● **Short exercise**:
Copy out the rows below word for word, beginning with the line that contains "Each instance receives exactly one keypoint. Mark the t-shirt" and running through the last row, both included. Leave out the picture.

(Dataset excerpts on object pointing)

* begin *

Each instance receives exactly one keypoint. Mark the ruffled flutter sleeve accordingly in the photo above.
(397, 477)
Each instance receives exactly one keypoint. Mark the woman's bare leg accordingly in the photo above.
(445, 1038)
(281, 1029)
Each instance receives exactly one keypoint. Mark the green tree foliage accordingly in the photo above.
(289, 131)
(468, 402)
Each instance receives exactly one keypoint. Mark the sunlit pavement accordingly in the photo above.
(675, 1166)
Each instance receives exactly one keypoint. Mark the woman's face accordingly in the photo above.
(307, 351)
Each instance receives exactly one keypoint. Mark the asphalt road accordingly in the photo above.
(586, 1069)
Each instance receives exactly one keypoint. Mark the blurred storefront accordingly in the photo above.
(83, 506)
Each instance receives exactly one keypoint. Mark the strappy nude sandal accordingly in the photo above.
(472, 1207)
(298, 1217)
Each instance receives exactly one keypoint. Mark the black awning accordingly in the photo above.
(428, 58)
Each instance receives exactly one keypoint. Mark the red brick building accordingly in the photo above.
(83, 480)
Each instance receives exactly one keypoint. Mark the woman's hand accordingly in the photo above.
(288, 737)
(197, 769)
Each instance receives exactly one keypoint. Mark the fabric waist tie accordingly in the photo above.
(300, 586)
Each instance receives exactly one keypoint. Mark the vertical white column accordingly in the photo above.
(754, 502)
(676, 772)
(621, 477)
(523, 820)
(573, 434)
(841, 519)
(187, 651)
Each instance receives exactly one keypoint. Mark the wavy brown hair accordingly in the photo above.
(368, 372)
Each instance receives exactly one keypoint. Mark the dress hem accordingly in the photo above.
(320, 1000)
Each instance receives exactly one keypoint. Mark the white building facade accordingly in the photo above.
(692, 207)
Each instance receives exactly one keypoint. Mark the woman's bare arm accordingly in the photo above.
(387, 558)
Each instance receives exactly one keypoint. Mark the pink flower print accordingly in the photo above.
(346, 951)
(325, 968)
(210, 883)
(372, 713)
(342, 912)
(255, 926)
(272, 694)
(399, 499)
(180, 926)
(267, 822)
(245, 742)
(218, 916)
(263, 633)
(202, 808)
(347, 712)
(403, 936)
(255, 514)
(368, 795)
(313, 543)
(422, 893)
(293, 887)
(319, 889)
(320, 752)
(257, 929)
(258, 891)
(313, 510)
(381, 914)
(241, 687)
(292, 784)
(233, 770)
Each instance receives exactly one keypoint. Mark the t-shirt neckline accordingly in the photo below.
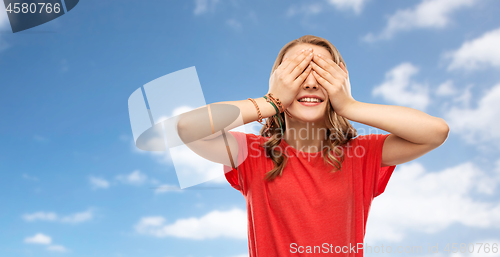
(288, 147)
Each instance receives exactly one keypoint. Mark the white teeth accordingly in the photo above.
(312, 100)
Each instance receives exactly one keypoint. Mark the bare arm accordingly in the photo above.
(195, 129)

* end *

● **Finished exercise**:
Each instance receives exactly one keypoint. Mark the t-shirt neckline accordingly in the photo below.
(288, 147)
Each instance receives exactly one keypoint. Mark the white teeth accordingly in the photo above.
(312, 100)
Each instance receives exactly one keypoint. Mark the bare arm accordingly in the photo above.
(195, 129)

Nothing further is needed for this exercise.